- **Te lezen tekst**
Wij willen op deze wijze niet verder met u, het vertrouwen is hierdoor heel zwaar beschadigd en als gevolg hiervan verlenen we u hiervoor op staande voet ontslag.
(…).”.
2.4
Bij brief van 4 oktober 2022 heeft de gemachtigde van [verzoekster] onder meer het volgende aan Dijtham te kennen gegeven:

(…).
Alle rechten van cliënt voorbehoudend, bericht ik u dat cliënte in het ontslag zal berusten, gezien het feit dat zij geen vertrouwen meer heeft dat een vruchtbare samenwerking in de toekomst nog mogelijk zal zijn. Cliënte acht het gegeven ontslag wel kennelijk onredelijk, daar de opgegeven het ontslag niet kan dragen en zij bovendien 7 jaren bij uw bedrijf heeft gewerkt en al 45 jaar oud is waardoor haar kansen op de arbeidsmarkt klein zijn.
Alvorens een verzoek bij het Gerecht in Eerste Aanleg in te dienen op basis van kennelijk onredelijk ontslag, stelt cliënt u in de gelegenheid de zaak in der minne te regelen (…).”.
2.5
Partijen hebben geen regeling bereikt.

- **Aangeleverd materiaal**
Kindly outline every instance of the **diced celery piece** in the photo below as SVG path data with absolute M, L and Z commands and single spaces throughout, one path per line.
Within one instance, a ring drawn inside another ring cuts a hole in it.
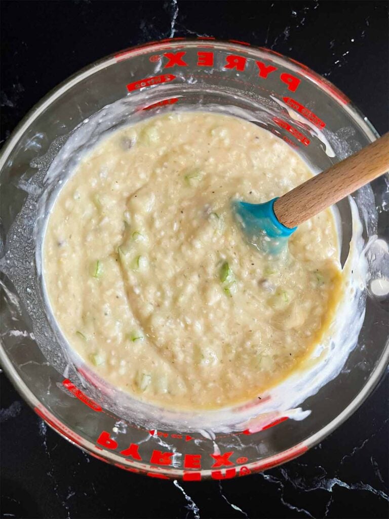
M 290 301 L 288 291 L 278 288 L 275 293 L 268 299 L 268 304 L 275 310 L 283 310 L 286 308 Z
M 142 144 L 152 144 L 159 140 L 158 130 L 155 126 L 146 126 L 141 132 L 138 142 Z
M 93 274 L 92 275 L 94 278 L 101 278 L 103 275 L 103 265 L 99 260 L 93 265 Z
M 323 274 L 321 274 L 321 272 L 319 272 L 318 271 L 315 272 L 315 277 L 316 278 L 316 281 L 317 281 L 317 284 L 319 286 L 321 286 L 322 285 L 324 284 L 325 282 L 324 276 L 323 275 Z
M 101 366 L 105 363 L 105 357 L 101 353 L 93 353 L 90 356 L 90 359 L 95 366 Z
M 132 239 L 134 241 L 144 241 L 145 237 L 141 233 L 138 233 L 136 230 L 134 233 L 132 233 Z
M 224 262 L 220 267 L 219 277 L 222 283 L 231 283 L 234 281 L 233 273 L 230 268 L 228 262 Z
M 268 266 L 263 271 L 263 274 L 265 276 L 271 276 L 272 274 L 275 274 L 276 271 L 273 267 Z
M 191 187 L 197 185 L 202 177 L 203 175 L 198 169 L 189 171 L 184 177 L 187 185 Z
M 132 262 L 132 270 L 143 270 L 148 265 L 148 261 L 145 256 L 137 256 Z
M 129 334 L 128 337 L 133 343 L 134 343 L 135 340 L 142 340 L 144 338 L 142 332 L 138 330 L 133 331 Z

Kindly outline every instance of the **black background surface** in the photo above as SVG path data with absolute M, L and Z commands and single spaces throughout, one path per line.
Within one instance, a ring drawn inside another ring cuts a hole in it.
M 380 133 L 388 130 L 386 2 L 3 0 L 1 11 L 2 143 L 41 97 L 81 67 L 172 35 L 272 48 L 324 75 Z M 345 424 L 297 460 L 265 474 L 179 486 L 88 457 L 46 428 L 4 373 L 0 381 L 2 517 L 388 516 L 387 375 Z

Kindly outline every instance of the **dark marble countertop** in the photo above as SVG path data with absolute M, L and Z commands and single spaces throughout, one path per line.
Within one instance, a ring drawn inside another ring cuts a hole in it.
M 71 74 L 172 36 L 269 47 L 332 81 L 388 130 L 386 2 L 18 2 L 1 4 L 1 136 Z M 388 516 L 388 377 L 298 459 L 223 482 L 151 480 L 90 457 L 47 427 L 3 373 L 2 517 Z

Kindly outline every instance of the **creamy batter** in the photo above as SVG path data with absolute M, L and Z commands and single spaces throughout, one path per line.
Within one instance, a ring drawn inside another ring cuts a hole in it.
M 311 175 L 280 139 L 232 116 L 176 112 L 112 133 L 48 223 L 46 286 L 69 344 L 103 378 L 165 407 L 260 395 L 328 330 L 337 237 L 327 210 L 275 261 L 245 240 L 231 200 L 265 202 Z

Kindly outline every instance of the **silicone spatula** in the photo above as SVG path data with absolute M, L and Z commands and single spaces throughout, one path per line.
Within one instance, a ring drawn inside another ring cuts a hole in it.
M 265 203 L 233 202 L 248 241 L 279 254 L 300 224 L 389 170 L 389 133 L 279 198 Z

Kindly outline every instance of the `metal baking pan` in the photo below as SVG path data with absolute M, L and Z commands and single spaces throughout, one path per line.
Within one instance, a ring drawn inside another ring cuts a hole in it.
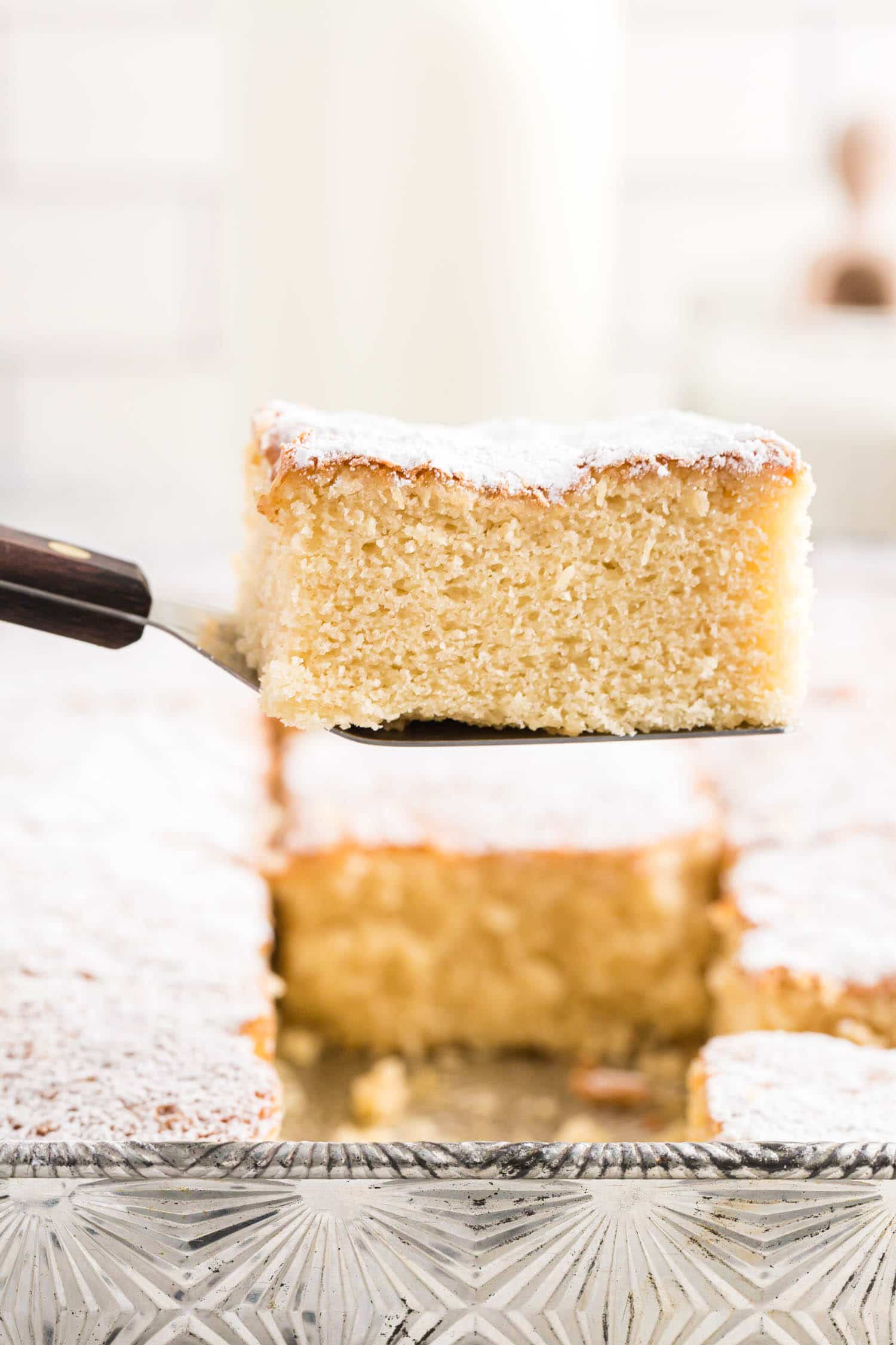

- **Wat wordt gevraagd**
1. Orden de regels uit de gegevens als genummerde lijst zonder lege regels, beginnend bij de regel met "Kindly outline every instance of the **silicone" en eindigend bij de regel met "M 265 203 L".
2. Pak alsjeblieft de tekst over het ontslag op staande voet weer op en schrijf verder vanaf het punt waar die stopt.
De tekst en de gegevens staan volledig los van elkaar.

- **De antwoorden**
1.
1. Kindly outline every instance of the **silicone spatula** in the photo above as SVG path data with absolute M, L and Z commands and single spaces throughout, one path per line.
2. Within one instance, a ring drawn inside another ring cuts a hole in it.
3. M 265 203 L 233 202 L 248 241 L 279 254 L 300 224 L 389 170 L 389 133 L 279 198 Z

2.
3.HET GESCHIL

3.1
Naast verlof tot kosteloos procederen verzoekt [verzoekster] het Gerecht om bij beschikking uitvoerbaar bij voorraad:
a. “
Zolang de arbeidsovereenkomst tussen partijen niet op rechtmatige wijze zal zijn beëindigd, Dijtham te bevelen om op grond van het kennelijk onredelijk ontslag aan [verzoekster] het loon door te betalen vanaf 19 september 2022 totdat de arbeidsovereenkomst op rechtsgeldige wijze zal zijn beëindigd, alsook het achterstallig loon te betalen, zulks te vermeerderen met de wettelijke verhoging ex artikel 7:625 BW en met de wettelijke rente telkens vanaf de dag der opeisbaarheid van dat loon, althans enig andere beslissing te nemen dat U E.A. in goede justitie zal vernemen te behoren;
b.
Alles met veroordeling van Dijtham in de kosten van dit geding.”.
3.2
Dijtham voert verweer en concludeert tot afwijzing van het door [verzoekster] verzochte, met veroordeling van [verzoekster] in de kosten van de procedure.

4.DE BEOORDELING

4.1
Uit het door [verzoekster] overgelegde bewijs van onvermogen blijkt dat zij niet in staat is de kosten van deze procedure te dragen. Aan [verzoekster] zal daarom verlof tot kosteloos procederen worden verleend.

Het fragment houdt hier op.